(Beginning of Given records)

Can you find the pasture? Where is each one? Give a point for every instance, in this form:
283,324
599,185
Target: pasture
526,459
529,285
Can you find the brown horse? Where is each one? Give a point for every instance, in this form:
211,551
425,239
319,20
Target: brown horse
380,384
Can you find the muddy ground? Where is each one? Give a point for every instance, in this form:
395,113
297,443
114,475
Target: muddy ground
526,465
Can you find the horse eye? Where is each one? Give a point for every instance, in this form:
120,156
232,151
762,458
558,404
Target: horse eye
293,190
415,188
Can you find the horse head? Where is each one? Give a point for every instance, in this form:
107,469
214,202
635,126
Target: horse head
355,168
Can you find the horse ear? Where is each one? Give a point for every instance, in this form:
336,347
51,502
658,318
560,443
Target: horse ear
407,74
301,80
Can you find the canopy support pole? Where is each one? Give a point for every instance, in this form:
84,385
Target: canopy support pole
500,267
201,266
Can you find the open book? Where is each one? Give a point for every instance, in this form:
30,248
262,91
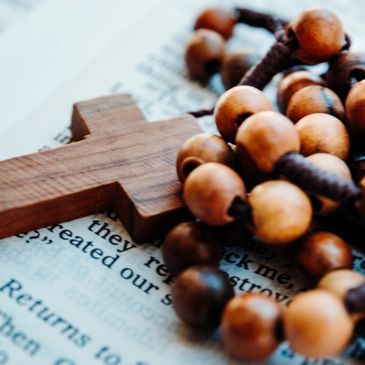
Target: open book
59,303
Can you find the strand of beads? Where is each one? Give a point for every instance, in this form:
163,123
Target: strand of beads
313,37
275,176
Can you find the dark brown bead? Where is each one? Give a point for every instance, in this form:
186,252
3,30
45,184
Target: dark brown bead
281,212
355,113
210,190
189,244
320,132
219,20
235,65
317,324
233,234
199,295
322,252
319,34
202,148
292,83
333,164
204,54
235,105
344,71
250,326
265,137
314,99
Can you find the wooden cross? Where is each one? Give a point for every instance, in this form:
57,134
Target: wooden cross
119,162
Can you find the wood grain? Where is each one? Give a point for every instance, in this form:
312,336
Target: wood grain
118,161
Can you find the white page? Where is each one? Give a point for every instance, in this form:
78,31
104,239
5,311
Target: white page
13,11
94,298
49,48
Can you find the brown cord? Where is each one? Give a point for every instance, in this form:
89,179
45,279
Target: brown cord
278,56
355,299
259,19
202,113
314,180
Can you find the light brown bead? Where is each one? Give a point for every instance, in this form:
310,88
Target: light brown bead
235,105
281,212
219,20
339,282
320,132
319,33
235,65
344,70
189,244
265,137
204,54
292,83
314,99
322,252
355,113
202,148
330,163
199,295
250,326
210,190
317,324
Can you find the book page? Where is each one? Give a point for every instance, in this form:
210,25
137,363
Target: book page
11,11
71,306
50,47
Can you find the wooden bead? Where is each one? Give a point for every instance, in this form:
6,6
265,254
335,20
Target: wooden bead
292,83
322,252
355,113
204,53
344,70
265,137
202,148
330,163
317,324
250,326
199,295
235,65
360,205
281,212
235,106
189,244
339,282
210,190
218,20
319,34
314,99
320,132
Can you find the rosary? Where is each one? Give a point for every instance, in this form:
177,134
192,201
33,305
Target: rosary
287,178
294,165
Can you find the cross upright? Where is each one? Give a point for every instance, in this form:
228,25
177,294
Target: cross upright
118,161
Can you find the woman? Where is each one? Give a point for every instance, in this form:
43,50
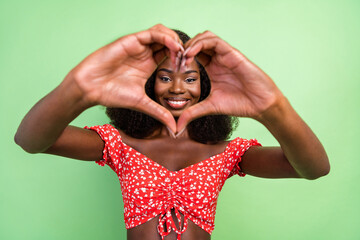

(End of Given records)

# [Instructions for the task]
Nothing but the text of the listing should be set down, exactly, with the pictures left behind.

# [Solution to this problem]
Can you find the pasture? Where is each one? Give a point for every instance, in this form:
283,324
599,185
Target: pasture
526,459
529,285
Can you find the brown horse? Where is each one? Give a point for every instance, in this form:
211,551
425,239
319,20
Target: brown horse
380,384
Can you find the muddy ground? Where is each one? Give a point for every instance, in this form:
395,113
297,443
114,475
Target: muddy ground
526,465
Can you find the horse eye? Where is each one? Give a point for every instance, in this form:
120,156
232,151
762,458
558,404
Target: horse eye
293,190
415,188
Can you find the horse head? Where is each one? Give a point for every instance, in this form:
107,469
214,202
635,126
Target: horse head
355,168
Can you find the horse ear? Where is each one? Give a point for every instance, in this form:
336,347
51,502
658,318
560,443
Target: horse ear
407,74
301,80
Can you find the canopy support pole? Where is each one? Give a point for every instance, in this form:
84,385
Target: canopy support pole
500,267
201,266
Can you find the open book? Where is each one? Give a point for every instance, in this form:
30,248
262,91
Target: open book
59,303
Can you find the strand of beads? Where is each one? Give a point for every instance, in this form:
163,123
Target: strand of beads
313,37
275,176
Can you find the dark brown bead? Where is each one? Give a point for every instance, in this form:
186,252
3,30
45,184
Target: dark brown bead
281,212
355,113
210,190
189,244
320,132
219,20
235,65
317,324
233,234
199,295
322,252
319,34
202,148
292,83
333,164
204,54
235,105
344,71
250,326
265,137
314,99
Can you find the wooden cross? Where is each one? Give a point for every instance, in this form:
57,134
Target: wooden cross
119,162
Can you find the wood grain? Where is each one? Give a point for every instance, in this form:
312,336
Target: wood grain
118,161
Can you find the white page? Where is each one? Give a point for every instance, in this form:
78,31
104,239
5,311
Target: white page
13,11
94,298
49,48
Can you find the brown cord? Where is each one? Give a point for every instance, in this form:
89,179
45,279
Target: brown cord
278,56
355,299
259,19
202,113
314,180
Can you find the light brown bead? Where is each one? Give a point for every instance, in this form:
310,88
Target: light brown bead
235,105
281,212
219,20
339,282
320,132
319,33
235,65
344,70
189,244
265,137
204,54
292,83
314,99
322,252
355,113
202,148
330,163
199,295
250,326
210,190
317,324
Can you find the book page? Where is each one? Give a point for every instance, in this form:
210,25
137,363
Target: book page
11,11
71,306
50,47
Can you find the wooden bead? Where is each one? Give a point for every instance, in this form:
6,6
265,254
335,20
Target: wooden bead
292,83
322,252
355,113
204,53
344,70
265,137
202,148
330,163
317,324
250,326
199,295
235,65
360,205
281,212
235,106
189,244
339,282
210,190
218,20
319,34
314,99
320,132
Can you find the rosary? Where is each one? Give a point for every instance, in this form:
177,134
192,201
33,305
Target: rosary
287,178
294,165
Can you find the cross upright? Where is each one? Give a point for every instance, in this form:
228,25
177,294
Target: cross upright
118,161
Can you find the woman? Where is each one? Give a point for every instance, in this form:
43,50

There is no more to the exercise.